▸ Exercise text:
---

Italian journalist (1928–2021)

Aldo Falivena (18 February 1928 – 22 November 2021) was an Italian journalist.

==Biography==
Falivena was born on 18 February 1928 in Salerno. He died on 22 November 2021, at the age of 93.

Aldo Falivena was a reporter in Salerno, his hometown, in the 1950s. During those years, he graduated in law from the University of Naples Federico II and began writing about the flood that devastated his city and the Amalfi coast in 1954 for the front page of the daily newspaper Il Giornale di Napoli, edited by Carlo Zaghi, who hired him as an intern. He also began contributing stories and articles for the third page of Giovanni Spadolini Il Resto del Carlino.

In 1958,Enzo Biagi—whom he had met during a previous study trip to the United States—hired him in Milan for the weekly magazine Epoca, of which he was the editor-in-chief.In this city, he connected and collaborated with another master of journalism, Gaetano Afeltra, originally from Amalfi, who poured his creativity, imagination, and professional rigor into Corriere d'Informazione, the afternoon edition of Corriere della Sera, for which he wrote articles on current affairs and lifestyle.

A few years later came the turning point: from print media to television. In 1961, Enzo Biagi moved to Rome to direct the television news and appointed Falivena as editor-in-chief of RT, RAI first magazine program.

---

▸ Available data:
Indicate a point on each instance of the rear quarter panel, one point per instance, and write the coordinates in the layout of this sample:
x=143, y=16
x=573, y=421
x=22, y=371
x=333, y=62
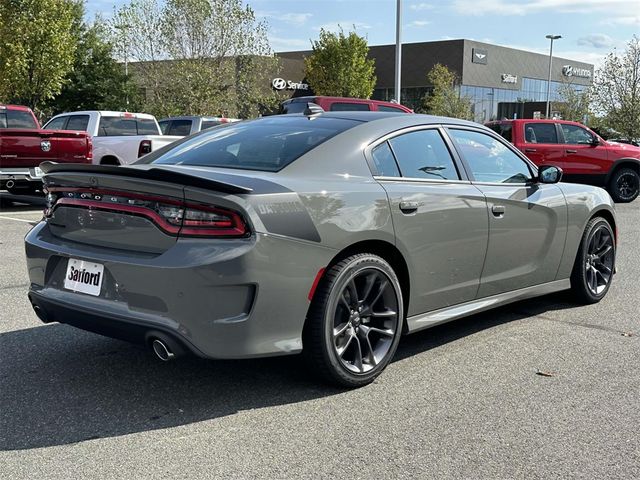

---

▸ Your tasks:
A: According to the Aldo Falivena biography, which university did Falivena graduate from?
B: Resume the Aldo Falivena biography, picking up after its final sentence.
The rows are separate material and are not part of the Aldo Falivena biography.

▸ Your responses:
A: The University of Naples Federico II.

B:
Subsequently, from 1964 to 1966, he was appointed head of TV7, Rai's weekly news and lifestyle program, on Ettore Bernabei television network, and received two professional awards: the Saint Vincent for television journalism and, in Milan, the Bagutta for “journalist of the month.”

In 1968, he achieved success as a television personality with the program Faccia a faccia, which he created and hosted. Millions of viewers confirm the success of the program in which, for the first time, the public is invited to interact live with national politicians, public administrators, distinguished medical directors, and magistrates.

In July 1969, already head of special services, he was called upon to coordinate fiction and news for the program 1969-Niente come prima (Nothing Like Before), a 28-hour non-stop broadcast covering the Moon landing. Meanwhile, he proposes and produces filmed investigations such as Essere diversi (Being Different), on the world of the elderly and the mentally ill, or Gente nel Sud (People in the South), in which he revisits southern Italy in four episodes, drawing on the work and studies of great southern Italian scholars: from Guido Dorso to Gaetano Salvemini, from Giustino Fortunato to Luigi Sturzo.